Tarefa 1:
Reproduza o trecho do texto sobre a Igreja Católica que começa em "Os católicos têm" e vai até "sua identidade sexual.".
Tarefa 2:
Escreva a continuação do texto sobre a Igreja Católica a partir do ponto em que ele termina.

Texto selecionado:

* * * * * * *

28 Junho 2024
"Apesar de tudo isto, amo a minha Igreja Católica. Adoro o ano litúrgico, a Vigília Pascal, a festa do Sagrado Coração, a Doutrina Social Católica, Dom Óscar Romero, Dorothy Day, a irmã Thea Bowman, Thomas Merton, Elisabeth Schüssler Fiorenza, Dom Thomas Gumbleton, Dom Raymond Hunthausen, a presença católica negra, o trabalho das religiosas, o Pe. Ignacio Ellacuría, o processo sinodal e o testemunho diário do serviço católico altruísta aos outros", escreve Daryl Grigsby, autor de In Their Footsteps: Inspirational Reflections on Black History for Every Day of the Year e atualmente apresentador do Programa de Renovação Sabática da Escola Jesuíta de Teologia. Ele também é presidente do conselho de administração da Color Me Human no condado de Nevada e membro do conselho de administração da Leadership Foundations. O artigo foi publicado por National Catholic Reporter, 25-06-2024.
Os católicos têm recebido destaque no noticiário recente, muitas vezes pelas razões erradas. Uma bandeira "Stop the Steal" foi hasteada na casa do juiz da Suprema Corte católica, Samuel Alito. O católico Harrison Butker anunciou às mulheres que se formaram na faculdade que seu lugar é o casamento, a maternidade e o trabalho doméstico. O juiz católico Clarence Thomas queixou-se de ter sido criticado por aceitar presentes que poderiam comprometer a sua capacidade de julgar com justiça, e da sua recusa em condenar os casos em que a sua esposa assumiu posições públicas e extremas. O Vaticano e os bispos emitem declarações condenatórias sobre a “teoria do gênero” em vez de expressões de amor para com os humanos, numa reflexão profunda e comovente sobre a sua identidade sexual.
Tudo isso é frequentemente considerado uma referência à “tradição católica”.

* * * * * * *

Linhas:

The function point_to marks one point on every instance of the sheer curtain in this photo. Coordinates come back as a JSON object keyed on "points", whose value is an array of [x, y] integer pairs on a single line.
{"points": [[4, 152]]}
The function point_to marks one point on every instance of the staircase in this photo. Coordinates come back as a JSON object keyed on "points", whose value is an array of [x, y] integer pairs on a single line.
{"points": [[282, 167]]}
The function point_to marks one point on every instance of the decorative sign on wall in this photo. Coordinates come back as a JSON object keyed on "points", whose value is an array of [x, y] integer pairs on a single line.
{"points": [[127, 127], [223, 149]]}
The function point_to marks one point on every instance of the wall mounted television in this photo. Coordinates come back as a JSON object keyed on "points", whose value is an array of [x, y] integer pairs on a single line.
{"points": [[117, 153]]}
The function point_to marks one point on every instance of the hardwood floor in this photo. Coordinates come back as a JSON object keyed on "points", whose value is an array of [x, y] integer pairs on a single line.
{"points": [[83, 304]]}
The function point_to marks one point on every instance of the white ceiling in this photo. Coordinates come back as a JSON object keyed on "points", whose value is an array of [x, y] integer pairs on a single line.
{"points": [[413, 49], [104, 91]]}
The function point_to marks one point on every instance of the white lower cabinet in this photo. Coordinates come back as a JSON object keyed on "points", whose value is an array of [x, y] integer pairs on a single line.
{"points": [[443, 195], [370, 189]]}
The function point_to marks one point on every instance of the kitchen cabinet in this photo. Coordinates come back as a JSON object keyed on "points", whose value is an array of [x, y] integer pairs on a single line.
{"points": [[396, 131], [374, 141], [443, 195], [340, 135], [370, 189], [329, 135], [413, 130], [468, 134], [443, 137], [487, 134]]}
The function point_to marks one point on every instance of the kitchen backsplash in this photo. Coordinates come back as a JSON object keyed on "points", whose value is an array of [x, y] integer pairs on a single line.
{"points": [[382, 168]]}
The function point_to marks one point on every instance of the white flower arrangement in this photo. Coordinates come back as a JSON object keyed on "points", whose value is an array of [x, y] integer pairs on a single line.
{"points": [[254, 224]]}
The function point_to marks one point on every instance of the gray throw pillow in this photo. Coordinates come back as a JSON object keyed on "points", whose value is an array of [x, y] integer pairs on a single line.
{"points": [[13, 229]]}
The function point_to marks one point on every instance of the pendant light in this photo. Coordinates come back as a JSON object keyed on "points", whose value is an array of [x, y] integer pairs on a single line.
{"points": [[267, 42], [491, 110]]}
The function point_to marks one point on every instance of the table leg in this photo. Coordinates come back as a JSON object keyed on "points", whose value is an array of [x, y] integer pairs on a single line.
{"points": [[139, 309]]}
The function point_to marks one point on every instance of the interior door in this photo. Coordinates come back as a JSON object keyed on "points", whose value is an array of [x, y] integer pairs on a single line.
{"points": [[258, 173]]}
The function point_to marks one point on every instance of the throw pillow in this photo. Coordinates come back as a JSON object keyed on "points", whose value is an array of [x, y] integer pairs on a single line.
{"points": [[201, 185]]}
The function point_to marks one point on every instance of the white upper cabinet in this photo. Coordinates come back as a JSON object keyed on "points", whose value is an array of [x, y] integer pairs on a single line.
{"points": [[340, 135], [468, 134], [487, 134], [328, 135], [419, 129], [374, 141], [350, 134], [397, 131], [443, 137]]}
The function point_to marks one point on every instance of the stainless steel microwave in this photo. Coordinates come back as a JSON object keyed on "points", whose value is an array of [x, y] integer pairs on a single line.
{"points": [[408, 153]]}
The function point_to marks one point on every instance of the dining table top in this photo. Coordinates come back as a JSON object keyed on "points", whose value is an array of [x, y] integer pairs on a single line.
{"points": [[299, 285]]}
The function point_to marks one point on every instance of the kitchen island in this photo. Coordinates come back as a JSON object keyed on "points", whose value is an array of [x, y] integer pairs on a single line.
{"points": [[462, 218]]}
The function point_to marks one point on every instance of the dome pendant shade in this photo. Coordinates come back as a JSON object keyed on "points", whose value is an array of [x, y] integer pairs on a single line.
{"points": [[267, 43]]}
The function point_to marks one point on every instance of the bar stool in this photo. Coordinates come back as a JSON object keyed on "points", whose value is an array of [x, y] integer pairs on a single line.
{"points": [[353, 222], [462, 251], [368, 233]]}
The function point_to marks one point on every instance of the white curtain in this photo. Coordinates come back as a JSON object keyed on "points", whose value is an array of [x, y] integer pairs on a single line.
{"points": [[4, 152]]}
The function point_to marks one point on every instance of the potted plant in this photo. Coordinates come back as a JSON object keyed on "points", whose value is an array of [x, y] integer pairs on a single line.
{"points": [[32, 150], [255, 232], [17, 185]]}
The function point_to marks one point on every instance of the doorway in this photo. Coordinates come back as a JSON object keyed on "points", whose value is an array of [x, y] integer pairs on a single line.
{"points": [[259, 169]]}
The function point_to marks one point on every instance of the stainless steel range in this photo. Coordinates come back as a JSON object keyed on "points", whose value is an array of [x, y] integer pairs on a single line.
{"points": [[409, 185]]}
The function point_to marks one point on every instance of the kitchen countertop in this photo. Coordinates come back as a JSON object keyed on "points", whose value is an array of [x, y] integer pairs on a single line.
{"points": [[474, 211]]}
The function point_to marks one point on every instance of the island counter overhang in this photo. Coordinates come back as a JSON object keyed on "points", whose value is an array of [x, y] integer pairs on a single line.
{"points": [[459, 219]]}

* * * * * * *

Resultado 1:
Os católicos têm recebido destaque no noticiário recente, muitas vezes pelas razões erradas. Uma bandeira "Stop the Steal" foi hasteada na casa do juiz da Suprema Corte católica, Samuel Alito. O católico Harrison Butker anunciou às mulheres que se formaram na faculdade que seu lugar é o casamento, a maternidade e o trabalho doméstico. O juiz católico Clarence Thomas queixou-se de ter sido criticado por aceitar presentes que poderiam comprometer a sua capacidade de julgar com justiça, e da sua recusa em condenar os casos em que a sua esposa assumiu posições públicas e extremas. O Vaticano e os bispos emitem declarações condenatórias sobre a “teoria do gênero” em vez de expressões de amor para com os humanos, numa reflexão profunda e comovente sobre a sua identidade sexual.

Resultado 2:
Em que época esta tradição se inspira? Por que o latim quando, nos primeiros dois séculos da Igreja, o grego era a língua litúrgica? Por que o celibato quando nos primeiros mil anos os padres eram casados? Por que o Vaticano II é tão difamado como uma ruptura com a tradição, quando foi essa reunião que restaurou as Escrituras na Missa? Antes do Vaticano II, ouvíamos 1% do Antigo Testamento e 17% do Novo Testamento na Missa. Agora, a Liturgia da Palavra inclui 14% do Antigo Testamento e 71% do Novo Testamento. E o que dizer da “tradição” de Atos 2,44-45, quando os membros da igreja tinham tudo em comum e venderam todos os seus bens para os pobres? Uma tradição socialista 1.800 anos antes de Karl Marx.
As duas paróquias mais próximas da minha casa orgulham-se de manter a tradição. Pró-vida, silêncio sobre o racismo, crítica à educação pública e LGTBQ, e nem uma palavra sobre o sínodo sobre a sinodalidade ou a encíclica Laudato Si' do Papa Francisco. Já participei muitas vezes - mas esses fatores e um ar de mau pressentimento encerraram minhas visitas.
Uma das paróquias organizou no ano passado um “Rosário Patriótico” no dia 4 de julho. O evento foi anunciado como um momento para recitar o rosário junto com canções patrióticas e palavras de nossos Pais Fundadores.
Escrevi à paróquia para que soubessem que não participaria num evento que confundisse o reino de Deus com o nacionalismo americano. Além disso, um evento que desculpou Thomas Jefferson por ter relações sexuais com o seu servo negro adolescente e George Washington pelas suas tentativas desesperadas de devolver à escravatura os africanos que lutaram com a Inglaterra foi ofensivo para este católico afro-americano.
A resposta deles foi que lamentavam que eu me sentisse da maneira que me sentia. Nenhuma autorreflexão, nenhuma empatia, nenhuma oferta de diálogo, nenhuma mudança.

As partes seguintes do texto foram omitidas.